> **Short task**: Return everything from the line containing "Note: for each instance of the green" down to the line containing "point(621, 1226)", including both of those lines and keeping each one unchanged.

> **Task inputs**:
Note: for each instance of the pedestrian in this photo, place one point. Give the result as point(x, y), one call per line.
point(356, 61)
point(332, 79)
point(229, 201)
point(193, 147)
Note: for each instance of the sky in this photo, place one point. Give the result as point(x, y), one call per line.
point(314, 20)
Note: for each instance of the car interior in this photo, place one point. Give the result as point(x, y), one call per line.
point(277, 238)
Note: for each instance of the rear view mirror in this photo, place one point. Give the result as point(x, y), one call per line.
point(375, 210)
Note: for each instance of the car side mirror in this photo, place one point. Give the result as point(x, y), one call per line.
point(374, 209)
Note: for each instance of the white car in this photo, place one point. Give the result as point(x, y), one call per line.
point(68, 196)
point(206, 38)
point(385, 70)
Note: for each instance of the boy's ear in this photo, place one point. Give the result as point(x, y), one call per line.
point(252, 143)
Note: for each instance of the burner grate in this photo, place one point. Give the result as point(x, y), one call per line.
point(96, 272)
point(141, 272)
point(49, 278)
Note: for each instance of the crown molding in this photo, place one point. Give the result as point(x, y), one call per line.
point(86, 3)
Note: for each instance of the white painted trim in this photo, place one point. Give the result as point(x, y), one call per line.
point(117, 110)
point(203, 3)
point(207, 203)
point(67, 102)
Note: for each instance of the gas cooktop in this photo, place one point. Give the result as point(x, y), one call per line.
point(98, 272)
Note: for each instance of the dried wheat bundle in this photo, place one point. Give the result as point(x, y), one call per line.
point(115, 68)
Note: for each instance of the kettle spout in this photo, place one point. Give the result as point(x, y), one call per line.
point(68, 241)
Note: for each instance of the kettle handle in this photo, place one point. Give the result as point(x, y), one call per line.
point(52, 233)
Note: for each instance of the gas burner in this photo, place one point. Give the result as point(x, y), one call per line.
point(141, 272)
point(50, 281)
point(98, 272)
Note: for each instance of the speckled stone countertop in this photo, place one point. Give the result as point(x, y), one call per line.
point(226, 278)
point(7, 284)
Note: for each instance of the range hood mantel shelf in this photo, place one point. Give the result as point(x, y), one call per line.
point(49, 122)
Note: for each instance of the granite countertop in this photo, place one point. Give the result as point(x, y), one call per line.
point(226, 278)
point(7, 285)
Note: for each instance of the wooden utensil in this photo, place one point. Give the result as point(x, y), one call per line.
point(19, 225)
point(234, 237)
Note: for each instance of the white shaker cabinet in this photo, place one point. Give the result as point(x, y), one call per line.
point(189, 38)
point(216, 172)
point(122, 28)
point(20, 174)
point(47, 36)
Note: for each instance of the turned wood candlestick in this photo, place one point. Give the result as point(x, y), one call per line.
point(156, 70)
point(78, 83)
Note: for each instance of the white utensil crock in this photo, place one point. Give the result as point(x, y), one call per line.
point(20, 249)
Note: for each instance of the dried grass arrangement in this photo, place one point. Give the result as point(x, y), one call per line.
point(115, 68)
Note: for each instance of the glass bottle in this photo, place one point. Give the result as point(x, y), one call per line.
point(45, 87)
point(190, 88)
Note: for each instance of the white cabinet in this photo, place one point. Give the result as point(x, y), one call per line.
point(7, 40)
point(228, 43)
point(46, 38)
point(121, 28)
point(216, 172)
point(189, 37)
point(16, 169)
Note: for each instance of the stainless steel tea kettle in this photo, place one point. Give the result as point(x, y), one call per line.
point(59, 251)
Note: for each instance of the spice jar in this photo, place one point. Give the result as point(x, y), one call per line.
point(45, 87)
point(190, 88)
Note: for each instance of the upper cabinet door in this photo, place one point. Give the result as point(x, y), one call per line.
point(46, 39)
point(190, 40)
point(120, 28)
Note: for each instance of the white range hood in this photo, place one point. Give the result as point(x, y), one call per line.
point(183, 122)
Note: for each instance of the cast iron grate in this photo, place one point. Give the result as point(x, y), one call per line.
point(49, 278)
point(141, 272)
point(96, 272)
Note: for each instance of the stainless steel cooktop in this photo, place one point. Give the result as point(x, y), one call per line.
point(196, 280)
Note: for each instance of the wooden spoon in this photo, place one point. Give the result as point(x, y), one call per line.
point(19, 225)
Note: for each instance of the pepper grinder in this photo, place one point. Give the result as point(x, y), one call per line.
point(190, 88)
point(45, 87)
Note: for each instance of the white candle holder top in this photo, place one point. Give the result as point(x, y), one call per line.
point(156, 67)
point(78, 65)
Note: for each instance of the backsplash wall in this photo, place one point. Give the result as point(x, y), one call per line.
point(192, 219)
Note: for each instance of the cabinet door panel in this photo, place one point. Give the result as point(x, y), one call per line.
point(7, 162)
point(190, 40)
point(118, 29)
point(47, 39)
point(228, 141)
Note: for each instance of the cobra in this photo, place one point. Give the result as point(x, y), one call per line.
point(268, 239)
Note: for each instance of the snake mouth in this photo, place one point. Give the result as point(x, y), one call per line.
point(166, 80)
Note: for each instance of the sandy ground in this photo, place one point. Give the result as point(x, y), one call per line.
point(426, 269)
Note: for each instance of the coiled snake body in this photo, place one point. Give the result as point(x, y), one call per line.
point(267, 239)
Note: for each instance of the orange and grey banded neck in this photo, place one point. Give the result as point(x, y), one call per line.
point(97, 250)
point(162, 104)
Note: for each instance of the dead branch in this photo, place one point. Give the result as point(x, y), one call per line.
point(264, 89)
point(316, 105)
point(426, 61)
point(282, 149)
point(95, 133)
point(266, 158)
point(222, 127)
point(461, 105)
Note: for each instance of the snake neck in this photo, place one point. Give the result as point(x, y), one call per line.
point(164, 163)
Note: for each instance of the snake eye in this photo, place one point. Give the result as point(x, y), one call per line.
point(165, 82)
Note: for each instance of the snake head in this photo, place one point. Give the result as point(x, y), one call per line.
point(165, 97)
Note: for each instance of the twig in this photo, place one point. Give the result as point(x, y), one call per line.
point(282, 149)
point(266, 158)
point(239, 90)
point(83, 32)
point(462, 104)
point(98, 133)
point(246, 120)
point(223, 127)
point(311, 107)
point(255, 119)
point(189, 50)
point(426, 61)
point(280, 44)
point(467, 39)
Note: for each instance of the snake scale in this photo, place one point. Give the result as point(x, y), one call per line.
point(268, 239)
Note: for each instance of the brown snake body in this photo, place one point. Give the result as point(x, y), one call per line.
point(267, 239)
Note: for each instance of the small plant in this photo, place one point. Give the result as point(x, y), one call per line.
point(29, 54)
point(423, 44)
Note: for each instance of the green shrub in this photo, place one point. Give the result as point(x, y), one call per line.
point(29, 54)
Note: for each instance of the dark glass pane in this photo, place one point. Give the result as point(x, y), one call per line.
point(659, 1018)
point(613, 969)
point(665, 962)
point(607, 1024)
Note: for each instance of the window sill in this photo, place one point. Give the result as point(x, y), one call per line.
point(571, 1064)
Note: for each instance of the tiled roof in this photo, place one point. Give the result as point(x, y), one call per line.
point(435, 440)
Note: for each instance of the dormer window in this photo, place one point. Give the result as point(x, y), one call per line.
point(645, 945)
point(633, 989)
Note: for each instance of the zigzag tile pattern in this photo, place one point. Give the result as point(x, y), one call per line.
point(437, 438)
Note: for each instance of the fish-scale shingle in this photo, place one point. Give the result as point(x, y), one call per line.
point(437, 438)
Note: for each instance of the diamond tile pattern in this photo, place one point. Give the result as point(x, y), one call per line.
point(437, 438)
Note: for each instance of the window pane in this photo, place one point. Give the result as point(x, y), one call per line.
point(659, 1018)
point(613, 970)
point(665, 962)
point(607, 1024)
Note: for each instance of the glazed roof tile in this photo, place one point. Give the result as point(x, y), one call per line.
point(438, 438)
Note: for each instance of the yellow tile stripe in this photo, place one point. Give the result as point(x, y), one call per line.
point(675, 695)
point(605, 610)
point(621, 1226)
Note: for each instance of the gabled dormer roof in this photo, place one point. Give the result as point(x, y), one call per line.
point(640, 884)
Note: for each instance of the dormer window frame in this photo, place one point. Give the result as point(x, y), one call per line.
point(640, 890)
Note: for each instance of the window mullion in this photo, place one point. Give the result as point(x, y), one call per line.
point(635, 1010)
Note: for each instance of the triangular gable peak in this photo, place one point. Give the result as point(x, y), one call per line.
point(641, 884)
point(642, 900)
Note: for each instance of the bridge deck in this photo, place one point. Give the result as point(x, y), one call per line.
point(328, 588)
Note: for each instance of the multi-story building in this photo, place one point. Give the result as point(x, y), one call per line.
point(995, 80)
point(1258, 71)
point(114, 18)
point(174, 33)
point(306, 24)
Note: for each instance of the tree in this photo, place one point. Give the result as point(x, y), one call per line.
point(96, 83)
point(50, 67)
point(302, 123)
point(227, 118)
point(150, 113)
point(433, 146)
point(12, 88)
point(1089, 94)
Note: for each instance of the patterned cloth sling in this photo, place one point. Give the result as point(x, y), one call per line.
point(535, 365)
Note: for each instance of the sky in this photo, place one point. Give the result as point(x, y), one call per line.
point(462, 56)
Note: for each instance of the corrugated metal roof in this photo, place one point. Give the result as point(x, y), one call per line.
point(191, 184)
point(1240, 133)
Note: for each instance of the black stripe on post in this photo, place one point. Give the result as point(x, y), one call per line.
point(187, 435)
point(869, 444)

> **Response**:
Note: for each instance of the green shrub in this photo, place one point. Give the result as point(x, y), one call per line.
point(29, 54)
Note: for each instance of the dark glass pane in this photo, place one point. Give the result as point(x, y), one call per line.
point(659, 1018)
point(613, 969)
point(665, 962)
point(607, 1024)
Note: for each instance of the window sill in this photo, place one point. Give the result as point(x, y), one call per line.
point(571, 1064)
Note: for each instance of the tiled roof in this photo, place one point. Give the result as point(x, y), one call per line.
point(435, 440)
Note: for each instance of the dormer window in this photo, place one point. Give the result as point(x, y), one call per line.
point(645, 945)
point(633, 989)
Note: for each instance of the zigzag tile pattern in this photo, place one point. Give the result as point(x, y), one call per line.
point(437, 438)
Note: for each instance of the fish-scale shingle in this photo, place one point. Give the result as point(x, y), one call per line.
point(437, 438)
Note: for each instance of the diamond tile pattern in this photo, place one point. Give the result as point(x, y), one call per line.
point(437, 438)
Note: for each instance of the window pane in this photo, place one point. Give the result as point(x, y), one call per line.
point(659, 1018)
point(613, 970)
point(665, 962)
point(607, 1024)
Note: for each instance of the glazed roof tile in this photo, place one point. Give the result as point(x, y), one call per line.
point(438, 438)
Note: for each instance of the yellow tile stripe in this photo, place one point. Give the result as point(x, y), one call per line.
point(675, 695)
point(605, 610)
point(621, 1226)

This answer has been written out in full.